## YOUR GOAL
Extract all of the entries and set them down verbatim.

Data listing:
========================================
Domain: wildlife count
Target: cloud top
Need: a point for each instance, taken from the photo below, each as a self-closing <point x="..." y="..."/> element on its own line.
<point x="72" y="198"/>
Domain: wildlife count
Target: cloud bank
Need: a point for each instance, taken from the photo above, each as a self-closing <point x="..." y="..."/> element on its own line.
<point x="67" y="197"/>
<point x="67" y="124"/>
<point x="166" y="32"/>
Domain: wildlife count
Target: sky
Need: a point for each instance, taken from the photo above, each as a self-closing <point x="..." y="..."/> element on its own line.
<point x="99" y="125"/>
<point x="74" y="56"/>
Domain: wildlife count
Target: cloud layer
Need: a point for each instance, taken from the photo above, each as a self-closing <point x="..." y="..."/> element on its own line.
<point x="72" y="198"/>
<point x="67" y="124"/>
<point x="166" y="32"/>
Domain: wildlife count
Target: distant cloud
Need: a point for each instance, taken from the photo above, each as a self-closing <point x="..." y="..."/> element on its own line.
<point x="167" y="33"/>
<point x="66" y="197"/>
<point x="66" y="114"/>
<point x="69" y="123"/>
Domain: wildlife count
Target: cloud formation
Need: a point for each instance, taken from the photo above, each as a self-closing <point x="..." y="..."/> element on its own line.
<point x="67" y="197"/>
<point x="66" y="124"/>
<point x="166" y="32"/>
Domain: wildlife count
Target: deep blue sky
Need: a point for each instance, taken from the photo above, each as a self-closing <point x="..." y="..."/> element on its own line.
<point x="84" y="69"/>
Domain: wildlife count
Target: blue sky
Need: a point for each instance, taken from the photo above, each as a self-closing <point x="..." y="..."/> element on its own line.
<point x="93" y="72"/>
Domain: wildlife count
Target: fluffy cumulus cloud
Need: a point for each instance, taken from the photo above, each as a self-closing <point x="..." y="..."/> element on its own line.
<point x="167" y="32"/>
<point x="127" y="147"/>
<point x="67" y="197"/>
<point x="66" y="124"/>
========================================
## SOLUTION FOR THIS TASK
Domain: wildlife count
Target: cloud top
Need: a point for each instance, taken from the photo below, each as a self-closing <point x="..." y="..."/> element on its own line.
<point x="72" y="198"/>
Domain: wildlife count
Target: cloud bank
Need: a point for each instance, taken from the photo above, each as a self-closing <point x="..." y="..."/> element on its own line.
<point x="67" y="197"/>
<point x="67" y="124"/>
<point x="166" y="32"/>
Domain: wildlife count
Target: sky
Need: a point for each instance, taken from the photo above, each as a self-closing <point x="..." y="..."/> element on its own line.
<point x="99" y="125"/>
<point x="74" y="56"/>
Domain: wildlife count
Target: cloud layer
Need: a point for each instance, taken from the photo above, each as a self-closing <point x="..." y="..."/> element on its own line.
<point x="72" y="198"/>
<point x="67" y="124"/>
<point x="166" y="32"/>
Domain: wildlife count
Target: distant cloud
Need: a point for each instance, taken from the photo above, each as a self-closing <point x="..." y="..."/> element on its own line.
<point x="167" y="33"/>
<point x="66" y="197"/>
<point x="66" y="114"/>
<point x="69" y="123"/>
Domain: wildlife count
Target: cloud formation
Need: a point for each instance, taken from the photo above, each as a self-closing <point x="..." y="..."/> element on its own line.
<point x="67" y="197"/>
<point x="66" y="124"/>
<point x="166" y="32"/>
Domain: wildlife count
Target: deep blue sky
Need: a point for each instance, taken from the photo above, each as a self-closing <point x="..." y="..."/> element on its own line.
<point x="84" y="69"/>
Domain: wildlife count
Target: blue sky
Need: a point for each instance, taken from the photo above, each as a self-closing <point x="..." y="..."/> element on its own line.
<point x="93" y="72"/>
Domain: wildlife count
Target: fluffy cumulus cloud
Need: a point for each instance, taken from the photo above, each as a self-closing <point x="..." y="..."/> element on its own line.
<point x="167" y="32"/>
<point x="127" y="147"/>
<point x="67" y="197"/>
<point x="66" y="124"/>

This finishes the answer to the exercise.